| WHAT YOU NEED TO DO |
Write out the data exactly as given, dropping every picture.

[Dataset excerpts]

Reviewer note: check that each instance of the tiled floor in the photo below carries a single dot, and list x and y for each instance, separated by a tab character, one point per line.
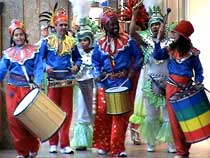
199	150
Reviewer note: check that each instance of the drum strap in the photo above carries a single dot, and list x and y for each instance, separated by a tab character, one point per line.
119	74
157	84
174	83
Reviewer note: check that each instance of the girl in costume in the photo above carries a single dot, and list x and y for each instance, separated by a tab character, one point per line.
155	127
83	133
62	61
184	63
19	55
112	59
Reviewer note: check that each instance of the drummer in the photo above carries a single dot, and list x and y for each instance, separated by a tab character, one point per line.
183	60
111	61
19	57
62	61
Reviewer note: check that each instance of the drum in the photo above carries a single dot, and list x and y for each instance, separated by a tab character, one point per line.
192	109
117	100
61	83
39	114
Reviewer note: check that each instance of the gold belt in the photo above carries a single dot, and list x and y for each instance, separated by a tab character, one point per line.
61	83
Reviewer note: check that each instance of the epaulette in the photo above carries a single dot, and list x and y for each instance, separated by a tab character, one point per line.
195	51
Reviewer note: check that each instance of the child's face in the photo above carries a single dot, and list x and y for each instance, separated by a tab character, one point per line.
174	36
19	37
44	32
84	42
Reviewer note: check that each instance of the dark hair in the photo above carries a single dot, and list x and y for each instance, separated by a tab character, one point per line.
182	45
12	43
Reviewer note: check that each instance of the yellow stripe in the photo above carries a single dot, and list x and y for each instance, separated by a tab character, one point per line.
195	123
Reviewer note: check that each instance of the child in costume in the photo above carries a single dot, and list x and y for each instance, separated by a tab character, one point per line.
62	60
155	127
19	56
183	64
83	131
111	60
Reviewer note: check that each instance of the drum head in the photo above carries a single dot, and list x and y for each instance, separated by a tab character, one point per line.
116	89
26	101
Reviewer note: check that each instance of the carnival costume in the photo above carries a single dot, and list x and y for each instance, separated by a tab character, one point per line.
14	58
111	59
181	71
155	127
83	129
61	55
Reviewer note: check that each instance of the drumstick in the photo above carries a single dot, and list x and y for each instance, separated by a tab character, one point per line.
123	82
60	71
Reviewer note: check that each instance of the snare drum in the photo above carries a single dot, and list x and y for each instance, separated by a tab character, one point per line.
39	114
192	109
53	83
117	100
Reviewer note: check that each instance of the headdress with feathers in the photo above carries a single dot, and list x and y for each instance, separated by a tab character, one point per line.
155	15
141	19
48	16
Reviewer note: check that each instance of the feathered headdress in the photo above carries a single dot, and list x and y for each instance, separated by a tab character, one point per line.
14	25
141	19
155	15
107	15
47	16
53	17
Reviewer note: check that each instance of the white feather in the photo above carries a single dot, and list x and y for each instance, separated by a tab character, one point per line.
81	8
151	3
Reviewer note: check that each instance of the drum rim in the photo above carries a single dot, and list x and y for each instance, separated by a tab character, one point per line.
173	101
126	88
29	103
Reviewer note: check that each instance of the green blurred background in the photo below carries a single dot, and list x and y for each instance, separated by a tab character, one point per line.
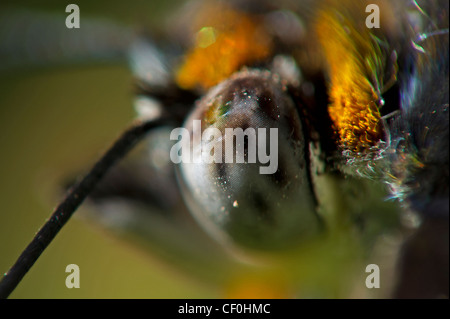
55	121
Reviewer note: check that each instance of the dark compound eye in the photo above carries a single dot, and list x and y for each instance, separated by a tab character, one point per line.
254	189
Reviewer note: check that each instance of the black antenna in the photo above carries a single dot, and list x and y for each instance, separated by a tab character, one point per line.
76	195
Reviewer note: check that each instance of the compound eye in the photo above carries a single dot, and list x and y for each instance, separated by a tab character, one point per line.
243	169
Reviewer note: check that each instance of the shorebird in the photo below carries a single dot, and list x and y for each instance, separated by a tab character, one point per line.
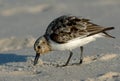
68	32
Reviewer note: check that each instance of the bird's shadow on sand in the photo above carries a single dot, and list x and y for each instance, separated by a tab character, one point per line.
7	58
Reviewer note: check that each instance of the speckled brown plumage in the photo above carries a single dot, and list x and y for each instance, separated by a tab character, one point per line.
68	27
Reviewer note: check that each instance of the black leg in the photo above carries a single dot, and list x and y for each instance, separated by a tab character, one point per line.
68	59
81	55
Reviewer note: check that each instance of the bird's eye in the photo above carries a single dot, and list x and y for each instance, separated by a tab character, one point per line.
38	47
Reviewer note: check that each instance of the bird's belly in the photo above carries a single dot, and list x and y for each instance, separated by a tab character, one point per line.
72	44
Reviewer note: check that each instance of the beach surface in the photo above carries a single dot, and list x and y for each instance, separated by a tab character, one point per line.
23	21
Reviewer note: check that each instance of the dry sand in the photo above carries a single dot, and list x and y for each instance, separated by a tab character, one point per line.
23	21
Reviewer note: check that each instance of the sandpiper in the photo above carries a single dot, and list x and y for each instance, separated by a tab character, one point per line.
68	32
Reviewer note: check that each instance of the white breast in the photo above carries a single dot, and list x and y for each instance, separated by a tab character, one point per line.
72	44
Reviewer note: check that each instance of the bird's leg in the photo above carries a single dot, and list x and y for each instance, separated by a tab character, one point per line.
81	55
68	59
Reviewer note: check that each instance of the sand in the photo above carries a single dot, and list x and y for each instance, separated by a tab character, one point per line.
23	21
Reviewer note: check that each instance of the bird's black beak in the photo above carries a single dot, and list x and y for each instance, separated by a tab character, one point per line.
36	58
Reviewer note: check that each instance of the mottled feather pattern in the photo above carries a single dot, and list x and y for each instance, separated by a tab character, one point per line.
66	28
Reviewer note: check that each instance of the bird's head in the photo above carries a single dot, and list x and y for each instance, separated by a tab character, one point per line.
41	46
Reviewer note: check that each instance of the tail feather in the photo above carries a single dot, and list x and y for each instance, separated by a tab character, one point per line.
109	28
106	29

| ANSWER |
Reviewer note: check that each instance of the tiled floor in the photo below carries a single dot, and list x and y for each instance, separated by a tab character, one point per line.
199	150
Reviewer note: check that each instance of the drum strap in the photo above carries a single dot, and list x and y for each instance, separated by a tab character, one point per line.
119	74
157	84
174	83
Reviewer note: check that each instance of the girl in costume in the photo above carries a single dot, and list x and y for each instance, separated by a tab character, one point per line.
155	127
83	133
62	61
184	63
19	55
112	59
Reviewer note: check that each instance of the drummer in the photo above carries a single dot, and list x and y for each instance, separated by a tab character, one point per line.
183	60
111	61
19	57
62	61
Reviewer note: check that each instance of the drum in the photo above carries a single dot, and list x and y for each instance, separated by a tab character, one point per line.
192	109
117	100
61	83
39	114
Reviewer note: check that each instance of the gold belt in the photo above carries a single dot, and list x and y for each instance, separated by a tab character, one point per line.
61	83
Reviewer note: check that each instance of the epaulette in the photo above carries a single dot, and list x and y for each instance, separated by a tab character, one point per line.
195	51
Reviewer note: check that each instance of the child's face in the photo above carries a single dot, and list x and y for each instance, separated by a tab character, one point per line.
174	36
19	37
44	32
84	42
Reviewer note: check that each instance of the dark hair in the photo above carries a single dot, and list x and y for each instance, separated by a tab character, one point per line.
182	45
12	43
Reviewer note: check that each instance of the yellow stripe in the photo above carries a single dot, and list x and y for each instance, separated by a tab character, one point per line.
195	123
Reviewer note: check that each instance of the child in costume in the photo above carries a single dot, and list x and y for each instance, separated by a tab character, one point per line.
62	60
155	127
19	56
183	64
83	131
111	60
Reviewer note: check that each instance of the drum head in the photo above carries a single dot, and list x and y for each instance, separated by a tab character, one point per line.
116	89
26	101
Reviewer note: check that each instance of the carnival costume in the photo above carries a single dot, and list x and y for each instance, separated by a tab character, one point per line.
14	58
111	59
181	71
155	127
83	129
61	55
Reviewer note: check that each instance of the drumstick in the photo above carries a single dot, and list x and y for each instance, separated by a tab character, one point per line.
123	82
60	71
Reviewer note: check that each instance of the snare drum in the photo above carries a single dot, and list x and y for each instance, separated by a tab character, one point per line.
39	114
192	109
53	83
117	100
Reviewer note: check that each instance of the headdress with feathers in the photo above carries a single dot, and list x and y for each instance, separated by a tab character, one point per line.
155	15
141	19
48	16
Reviewer note: check that each instance of the feathered headdress in the photo above carries a single dot, and list x and y for each instance, separated by a tab character, one point per line.
14	25
141	19
155	15
107	15
47	16
53	17
Reviewer note: check that each instance of the white feather in the photo above carries a single dot, and list x and y for each instance, separated by a tab character, one point per line.
81	8
151	3
Reviewer note: check that each instance of the drum rim in the photo above carries a single dot, and list x and y for each instance, separated by a tab character, one point per line.
173	101
126	88
29	103
Reviewer note: check that each instance of the green blurred background in the photo below carries a single dot, and list x and y for each instance, separated by a tab character, one point per line.
55	121
Reviewer note: check that each instance of the dark compound eye in the photo above carries a single dot, and list x and y for each instance, separated by a tab character, one point per line.
254	189
Reviewer note: check that each instance of the black antenna in the photo above carries a single dot, and list x and y for each instance, separated by a tab character, one point per line.
76	195
Reviewer note: check that each instance of the compound eye in the photo above carries a single dot, and list x and y for each instance, separated by a tab character, one point per line.
243	169
Reviewer note: check that each instance of the shorebird in the photo below carries a single dot, and list x and y for each instance, separated by a tab character, one point per line.
68	32
Reviewer note: check that each instance of the bird's shadow on sand in the photo above carries a single dot, and list x and y for each instance, separated by a tab character, one point per line.
7	58
Reviewer note: check that each instance of the speckled brown plumage in the photo above carries a single dot, and list x and y for each instance, separated by a tab character, one point per line.
68	27
Reviewer note: check that each instance of the black leg in the photo above carries a single dot, and list x and y for each instance, separated by a tab character, one point per line.
68	59
81	55
Reviewer note: check that each instance of the bird's eye in the photo above carries a single dot, and list x and y for each instance, separated by a tab character, one point per line.
38	47
Reviewer note: check that each instance of the bird's belly in the photo above carries a single dot, and list x and y for each instance, separated by a tab character, one point per line.
72	44
Reviewer note: check that each instance of the beach surface in the photo above carries a single dot, and list x and y for each instance, separated by a tab character, one point per line.
23	21
Reviewer note: check that each instance of the dry sand in the photo above carries a single dot, and list x and y for each instance, separated by a tab character, one point per line.
23	21
Reviewer note: check that each instance of the sandpiper in the photo above carries a single dot, and list x and y for each instance, separated by a tab character, one point per line.
68	32
Reviewer note: check that each instance of the white breast in the photo above carries a single dot, and list x and y for each instance, separated by a tab character, one point per line.
72	44
Reviewer note: check that each instance of the bird's leg in the photo above carries a single dot, and list x and y for each instance, separated by a tab character, one point per line.
81	55
68	59
Reviewer note: check that each instance of the sand in the photo above carries a single dot, and list x and y for each instance, separated by a tab character, one point per line.
23	21
Reviewer note: check that each instance of the bird's black beak in the photo above carries a single dot, and list x and y for each instance, separated by a tab character, one point per line.
36	58
Reviewer note: check that each instance of the mottled feather pattern in the photo above carries a single dot, and list x and y for each instance, separated by a tab character, one point per line.
66	28
Reviewer note: check that each instance of the bird's head in the photo above carries a single dot, and list x and y for each instance, separated by a tab character, one point per line.
41	46
Reviewer note: check that each instance of the tail feather in the photo above carries a single dot, and list x and y for each instance, separated by a tab character, one point per line.
109	28
106	29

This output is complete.